**** Excerpted records ****
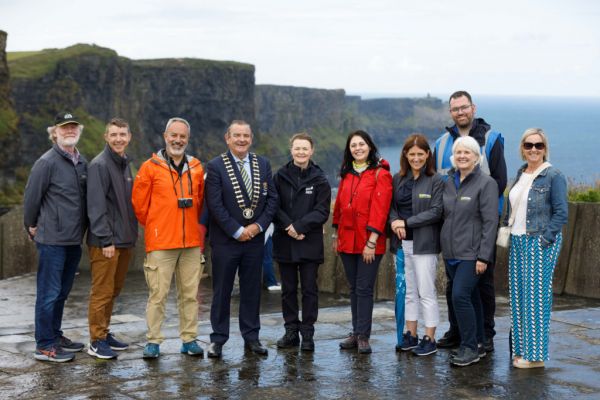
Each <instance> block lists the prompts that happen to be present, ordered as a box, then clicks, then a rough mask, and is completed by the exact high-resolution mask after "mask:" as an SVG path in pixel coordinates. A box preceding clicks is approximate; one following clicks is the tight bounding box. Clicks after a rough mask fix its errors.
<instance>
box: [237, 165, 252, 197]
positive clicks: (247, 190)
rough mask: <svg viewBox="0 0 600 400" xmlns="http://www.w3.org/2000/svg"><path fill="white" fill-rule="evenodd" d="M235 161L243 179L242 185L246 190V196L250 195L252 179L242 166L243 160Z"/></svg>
mask: <svg viewBox="0 0 600 400" xmlns="http://www.w3.org/2000/svg"><path fill="white" fill-rule="evenodd" d="M237 163H238V167H239V168H240V175H241V176H242V180H243V181H244V186H246V191H247V192H248V197H252V181H251V180H250V177H249V176H248V173H247V172H246V168H244V161H238V162H237Z"/></svg>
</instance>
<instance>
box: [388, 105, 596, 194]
mask: <svg viewBox="0 0 600 400" xmlns="http://www.w3.org/2000/svg"><path fill="white" fill-rule="evenodd" d="M473 100H474V103H475V104H476V106H477V112H476V116H478V117H481V118H483V119H485V120H486V121H487V122H488V123H489V124H491V125H492V128H494V129H495V130H497V131H500V132H501V133H502V136H503V137H504V153H505V158H506V163H507V167H508V176H509V180H510V179H513V178H514V177H515V175H516V171H517V169H518V168H519V166H520V165H521V164H522V163H523V161H522V160H521V157H520V153H519V142H520V139H521V135H522V134H523V132H524V131H525V129H527V128H532V127H538V128H542V129H543V130H544V131H545V132H546V134H547V135H548V140H549V144H550V163H551V164H553V165H554V166H555V167H557V168H558V169H560V170H561V171H562V172H563V173H564V174H565V175H566V176H567V178H568V179H569V181H570V182H571V183H584V184H593V183H594V182H596V181H598V180H600V98H561V97H552V98H544V97H496V96H494V97H491V96H490V97H479V98H476V99H473ZM442 129H443V127H441V130H440V133H441V132H442ZM429 139H430V142H431V144H432V145H433V142H434V141H435V139H436V138H433V137H431V138H429ZM401 148H402V143H398V144H397V145H393V146H386V147H382V148H380V152H381V155H382V157H383V158H385V159H386V160H388V161H389V162H390V164H391V165H392V170H393V171H394V172H395V171H398V169H399V168H400V161H399V155H400V150H401Z"/></svg>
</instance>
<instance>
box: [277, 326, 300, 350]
mask: <svg viewBox="0 0 600 400" xmlns="http://www.w3.org/2000/svg"><path fill="white" fill-rule="evenodd" d="M299 344H300V336H299V335H298V328H295V327H287V326H286V327H285V334H284V335H283V336H282V337H281V339H279V340H278V341H277V347H279V348H280V349H287V348H289V347H294V346H298V345H299Z"/></svg>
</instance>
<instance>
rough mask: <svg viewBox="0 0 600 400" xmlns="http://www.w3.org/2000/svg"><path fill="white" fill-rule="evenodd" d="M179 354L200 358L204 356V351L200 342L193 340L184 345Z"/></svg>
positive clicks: (184, 343)
mask: <svg viewBox="0 0 600 400" xmlns="http://www.w3.org/2000/svg"><path fill="white" fill-rule="evenodd" d="M179 352H180V353H181V354H188V355H190V356H198V357H202V356H203V355H204V350H202V347H200V345H199V344H198V342H196V341H195V340H192V341H191V342H187V343H182V344H181V350H179Z"/></svg>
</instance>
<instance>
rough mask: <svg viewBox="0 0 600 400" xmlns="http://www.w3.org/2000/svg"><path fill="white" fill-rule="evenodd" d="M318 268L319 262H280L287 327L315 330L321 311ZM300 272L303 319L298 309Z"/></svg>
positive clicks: (281, 278)
mask: <svg viewBox="0 0 600 400" xmlns="http://www.w3.org/2000/svg"><path fill="white" fill-rule="evenodd" d="M318 269H319V264H317V263H301V264H291V263H279V275H280V276H281V310H282V312H283V319H284V321H285V327H286V328H292V329H296V330H300V331H301V332H309V333H311V332H314V329H315V328H314V324H315V322H316V321H317V315H318V313H319V292H318V290H319V289H318V288H317V271H318ZM298 273H300V288H301V291H302V321H300V318H299V309H298Z"/></svg>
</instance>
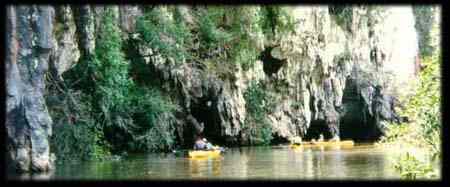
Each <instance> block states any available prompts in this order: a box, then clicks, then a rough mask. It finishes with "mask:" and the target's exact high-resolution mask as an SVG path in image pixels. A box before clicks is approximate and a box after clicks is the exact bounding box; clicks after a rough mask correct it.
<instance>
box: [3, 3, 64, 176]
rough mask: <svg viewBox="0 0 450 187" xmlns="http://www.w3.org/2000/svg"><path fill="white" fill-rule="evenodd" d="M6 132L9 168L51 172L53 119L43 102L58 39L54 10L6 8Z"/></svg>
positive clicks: (16, 6)
mask: <svg viewBox="0 0 450 187" xmlns="http://www.w3.org/2000/svg"><path fill="white" fill-rule="evenodd" d="M7 11H8V12H7V14H8V24H7V26H8V27H7V42H8V44H9V45H8V48H7V57H8V58H7V61H6V72H7V73H6V85H7V89H6V90H7V92H6V93H7V107H6V130H7V138H6V140H7V141H6V142H7V149H8V154H7V159H9V160H10V161H8V162H7V163H8V164H9V166H8V168H10V169H12V170H14V171H18V172H23V171H47V170H49V169H50V168H51V167H52V161H51V160H52V159H51V156H50V149H49V137H50V136H51V133H52V131H51V124H52V120H51V118H50V116H49V115H48V112H47V109H46V105H45V101H44V87H45V85H44V75H45V72H46V71H47V69H48V62H49V56H50V53H51V50H52V49H53V48H54V47H55V46H54V43H53V40H54V37H53V32H52V30H53V19H54V14H55V12H54V9H53V7H48V6H10V7H8V8H7Z"/></svg>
****
* [Aim of the task]: In the copy, include every line of the entries above exactly and none of the pictures.

* [Task result]:
Each <instance> block lists the prompts that happen to be present, ordered as a box, then clicks, then a rough mask, and is completed by the exact high-resolution mask after "mask:" as an SVG path in pixel coordinates. A box preceding clicks is approximate; one following clicks is the tight bounding box. Clicks after a rough mask fix its errors.
<instance>
box: [237, 165, 252, 197]
positive clicks: (247, 190)
rough mask: <svg viewBox="0 0 600 400" xmlns="http://www.w3.org/2000/svg"><path fill="white" fill-rule="evenodd" d="M235 161L243 179L242 185L246 190V196L250 195L252 179L242 166L243 160Z"/></svg>
mask: <svg viewBox="0 0 600 400" xmlns="http://www.w3.org/2000/svg"><path fill="white" fill-rule="evenodd" d="M237 163H238V167H239V168H240V175H241V176H242V180H243V181H244V186H246V191H247V192H248V197H252V181H251V180H250V177H249V176H248V173H247V172H246V168H244V161H238V162H237Z"/></svg>
</instance>
<instance>
box: [388, 105, 596, 194]
mask: <svg viewBox="0 0 600 400" xmlns="http://www.w3.org/2000/svg"><path fill="white" fill-rule="evenodd" d="M473 100H474V103H475V104H476V106H477V112H476V116H478V117H481V118H483V119H485V120H486V121H487V122H488V123H489V124H491V125H492V128H494V129H495V130H497V131H500V132H501V133H502V136H503V137H504V153H505V158H506V163H507V167H508V176H509V180H510V179H513V178H514V177H515V175H516V171H517V169H518V168H519V166H520V165H521V164H522V163H523V161H522V160H521V157H520V153H519V142H520V139H521V135H522V134H523V132H524V131H525V129H527V128H532V127H538V128H542V129H543V130H544V131H545V132H546V134H547V135H548V140H549V144H550V163H551V164H553V165H554V166H555V167H557V168H558V169H560V170H561V171H562V172H563V173H564V174H565V175H566V176H567V178H568V179H569V181H570V182H571V183H584V184H593V183H594V182H596V181H598V180H600V98H561V97H552V98H544V97H496V96H494V97H491V96H490V97H479V98H476V99H473ZM442 129H443V127H441V130H440V133H441V132H442ZM429 139H430V142H431V144H432V145H433V142H434V141H435V139H436V138H433V137H431V138H429ZM401 148H402V143H398V144H397V145H393V146H386V147H382V148H380V152H381V155H382V157H383V158H385V159H386V160H388V161H389V162H390V164H391V165H392V170H393V171H394V172H395V171H398V169H399V168H400V161H399V155H400V150H401Z"/></svg>
</instance>
<instance>
box: [277, 326, 300, 350]
mask: <svg viewBox="0 0 600 400" xmlns="http://www.w3.org/2000/svg"><path fill="white" fill-rule="evenodd" d="M299 344H300V336H299V335H298V328H295V327H287V326H286V327H285V334H284V335H283V336H282V337H281V339H279V340H278V341H277V347H279V348H280V349H287V348H289V347H294V346H298V345H299Z"/></svg>
</instance>
<instance>
rough mask: <svg viewBox="0 0 600 400" xmlns="http://www.w3.org/2000/svg"><path fill="white" fill-rule="evenodd" d="M179 354L200 358L204 356V351L200 342L193 340L184 345Z"/></svg>
positive clicks: (184, 343)
mask: <svg viewBox="0 0 600 400" xmlns="http://www.w3.org/2000/svg"><path fill="white" fill-rule="evenodd" d="M179 352H180V353H181V354H188V355H190V356H198V357H202V356H203V355H204V350H202V347H200V345H199V344H198V342H196V341H195V340H192V341H191V342H187V343H182V344H181V350H179Z"/></svg>
</instance>
<instance>
rough mask: <svg viewBox="0 0 600 400" xmlns="http://www.w3.org/2000/svg"><path fill="white" fill-rule="evenodd" d="M318 268L319 262H280L287 327L315 330L321 311ZM300 272L303 319L298 309Z"/></svg>
positive clicks: (281, 278)
mask: <svg viewBox="0 0 600 400" xmlns="http://www.w3.org/2000/svg"><path fill="white" fill-rule="evenodd" d="M318 269H319V264H317V263H301V264H291V263H279V275H280V276H281V310H282V312H283V319H284V321H285V327H286V328H292V329H296V330H300V331H301V332H309V333H311V332H314V329H315V328H314V324H315V322H316V321H317V315H318V313H319V292H318V290H319V289H318V288H317V271H318ZM298 273H300V288H301V291H302V321H300V318H299V309H298Z"/></svg>
</instance>
Each <instance> block states any available prompts in this order: a box, then clicks, then a rough mask. It finishes with "mask:" and the target's exact high-resolution mask as an SVG path in image pixels. A box before clicks is approximate and a box after clicks is the exact bounding box; clicks after a rough mask correct it.
<instance>
box: [3, 3, 64, 176]
rough mask: <svg viewBox="0 0 450 187" xmlns="http://www.w3.org/2000/svg"><path fill="white" fill-rule="evenodd" d="M6 132L9 168L51 172L53 119L43 102L58 39L54 10L6 8Z"/></svg>
positive clicks: (16, 6)
mask: <svg viewBox="0 0 450 187" xmlns="http://www.w3.org/2000/svg"><path fill="white" fill-rule="evenodd" d="M7 11H8V12H7V14H8V24H7V26H8V27H7V42H8V44H9V45H8V48H7V57H8V58H7V61H6V72H7V73H6V85H7V89H6V90H7V92H6V93H7V107H6V130H7V138H6V140H7V141H6V142H7V149H8V154H7V159H9V160H10V161H8V162H7V163H8V164H9V166H8V168H10V169H12V170H14V171H18V172H23V171H47V170H49V169H50V168H51V167H52V161H51V160H52V159H51V156H50V149H49V137H50V136H51V133H52V131H51V124H52V120H51V118H50V116H49V115H48V112H47V109H46V105H45V101H44V87H45V85H44V75H45V72H46V71H47V69H48V62H49V56H50V53H51V50H52V49H53V48H54V47H55V46H54V43H53V40H54V37H53V32H52V30H53V19H54V14H55V12H54V9H53V7H48V6H10V7H8V8H7Z"/></svg>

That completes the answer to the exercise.